- _YOUR GOAL_
In the records below, find each line with "present" and copy it.

- _EXCERPTED RECORDS_
»»

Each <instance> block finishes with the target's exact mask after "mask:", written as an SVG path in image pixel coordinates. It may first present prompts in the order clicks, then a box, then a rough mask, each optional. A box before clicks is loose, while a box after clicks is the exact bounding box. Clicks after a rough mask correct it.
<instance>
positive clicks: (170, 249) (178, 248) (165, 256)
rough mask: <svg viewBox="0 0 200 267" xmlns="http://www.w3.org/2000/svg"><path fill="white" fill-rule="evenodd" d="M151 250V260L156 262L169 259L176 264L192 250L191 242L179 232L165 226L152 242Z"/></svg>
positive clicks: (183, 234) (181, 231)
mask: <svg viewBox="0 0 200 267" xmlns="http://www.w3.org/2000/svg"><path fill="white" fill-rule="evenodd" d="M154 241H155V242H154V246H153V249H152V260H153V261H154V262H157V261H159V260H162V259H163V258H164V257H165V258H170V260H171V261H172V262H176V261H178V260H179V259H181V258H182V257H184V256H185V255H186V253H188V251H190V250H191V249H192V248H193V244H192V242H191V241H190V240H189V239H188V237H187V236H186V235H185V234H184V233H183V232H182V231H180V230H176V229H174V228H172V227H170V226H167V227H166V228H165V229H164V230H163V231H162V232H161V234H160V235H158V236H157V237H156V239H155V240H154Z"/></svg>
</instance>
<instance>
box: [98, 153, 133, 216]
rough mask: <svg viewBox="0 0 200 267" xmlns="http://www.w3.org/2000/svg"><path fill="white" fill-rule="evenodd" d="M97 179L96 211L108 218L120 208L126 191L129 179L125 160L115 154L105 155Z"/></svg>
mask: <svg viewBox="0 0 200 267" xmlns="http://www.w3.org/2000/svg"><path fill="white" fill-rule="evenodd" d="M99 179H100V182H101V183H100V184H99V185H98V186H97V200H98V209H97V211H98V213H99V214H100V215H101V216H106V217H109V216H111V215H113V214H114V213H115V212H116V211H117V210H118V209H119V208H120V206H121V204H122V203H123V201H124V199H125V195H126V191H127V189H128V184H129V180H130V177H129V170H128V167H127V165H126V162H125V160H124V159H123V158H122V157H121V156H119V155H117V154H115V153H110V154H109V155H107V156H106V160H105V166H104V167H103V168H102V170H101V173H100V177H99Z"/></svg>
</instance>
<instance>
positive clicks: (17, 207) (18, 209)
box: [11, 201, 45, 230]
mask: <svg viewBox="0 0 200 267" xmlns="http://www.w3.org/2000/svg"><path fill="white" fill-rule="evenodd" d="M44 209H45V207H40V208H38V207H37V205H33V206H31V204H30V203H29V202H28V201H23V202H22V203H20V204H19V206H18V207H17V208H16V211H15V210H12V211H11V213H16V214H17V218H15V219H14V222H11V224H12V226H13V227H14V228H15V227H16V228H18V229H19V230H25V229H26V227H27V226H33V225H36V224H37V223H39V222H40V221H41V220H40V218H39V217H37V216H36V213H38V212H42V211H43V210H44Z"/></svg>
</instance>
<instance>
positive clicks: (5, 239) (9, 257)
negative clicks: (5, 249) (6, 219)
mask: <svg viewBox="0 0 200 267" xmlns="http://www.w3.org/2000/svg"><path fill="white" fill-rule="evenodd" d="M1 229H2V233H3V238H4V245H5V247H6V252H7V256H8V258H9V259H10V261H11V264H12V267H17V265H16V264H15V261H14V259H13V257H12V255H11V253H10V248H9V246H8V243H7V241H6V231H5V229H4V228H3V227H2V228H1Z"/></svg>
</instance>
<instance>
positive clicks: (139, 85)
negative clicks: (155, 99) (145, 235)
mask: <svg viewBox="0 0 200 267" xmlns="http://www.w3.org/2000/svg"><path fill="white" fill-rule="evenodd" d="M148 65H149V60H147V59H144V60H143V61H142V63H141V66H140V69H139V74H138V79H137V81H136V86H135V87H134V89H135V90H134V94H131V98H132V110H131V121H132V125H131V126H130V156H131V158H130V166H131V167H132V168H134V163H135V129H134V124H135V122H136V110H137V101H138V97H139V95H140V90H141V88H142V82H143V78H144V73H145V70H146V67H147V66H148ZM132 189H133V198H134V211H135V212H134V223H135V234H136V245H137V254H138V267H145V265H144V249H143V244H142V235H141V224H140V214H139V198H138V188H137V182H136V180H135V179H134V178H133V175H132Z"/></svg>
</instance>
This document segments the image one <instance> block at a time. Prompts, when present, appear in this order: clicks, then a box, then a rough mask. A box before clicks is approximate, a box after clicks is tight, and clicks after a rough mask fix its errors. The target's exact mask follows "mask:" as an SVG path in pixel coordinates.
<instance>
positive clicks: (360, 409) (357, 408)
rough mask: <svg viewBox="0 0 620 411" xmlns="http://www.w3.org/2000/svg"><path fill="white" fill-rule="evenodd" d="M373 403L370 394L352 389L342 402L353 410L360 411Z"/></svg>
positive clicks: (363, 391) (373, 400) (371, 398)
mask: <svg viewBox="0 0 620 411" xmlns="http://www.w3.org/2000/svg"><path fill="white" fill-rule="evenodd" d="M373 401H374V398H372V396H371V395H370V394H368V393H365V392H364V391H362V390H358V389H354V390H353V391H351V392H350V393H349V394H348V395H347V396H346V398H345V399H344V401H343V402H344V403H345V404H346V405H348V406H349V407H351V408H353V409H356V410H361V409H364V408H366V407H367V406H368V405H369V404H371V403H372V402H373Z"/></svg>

««

- _TASK RESPONSE_
Each <instance> block finishes with the target's exact mask after "mask:", written as an SVG path in image pixel coordinates. It may first present prompts in the order clicks, then a box, then a rough mask, each optional. A box before clicks is loose, while a box after clicks is the exact bounding box. Clicks after a rough mask correct it.
This document segments the image one <instance> block at a time. Prompts, when present, appear in this order: clicks, then a box, then a rough mask. A box before clicks is approximate, a box after clicks is tight, and clicks after a rough mask fix its errors. The target's exact mask follows "mask:" as an SVG path in pixel coordinates.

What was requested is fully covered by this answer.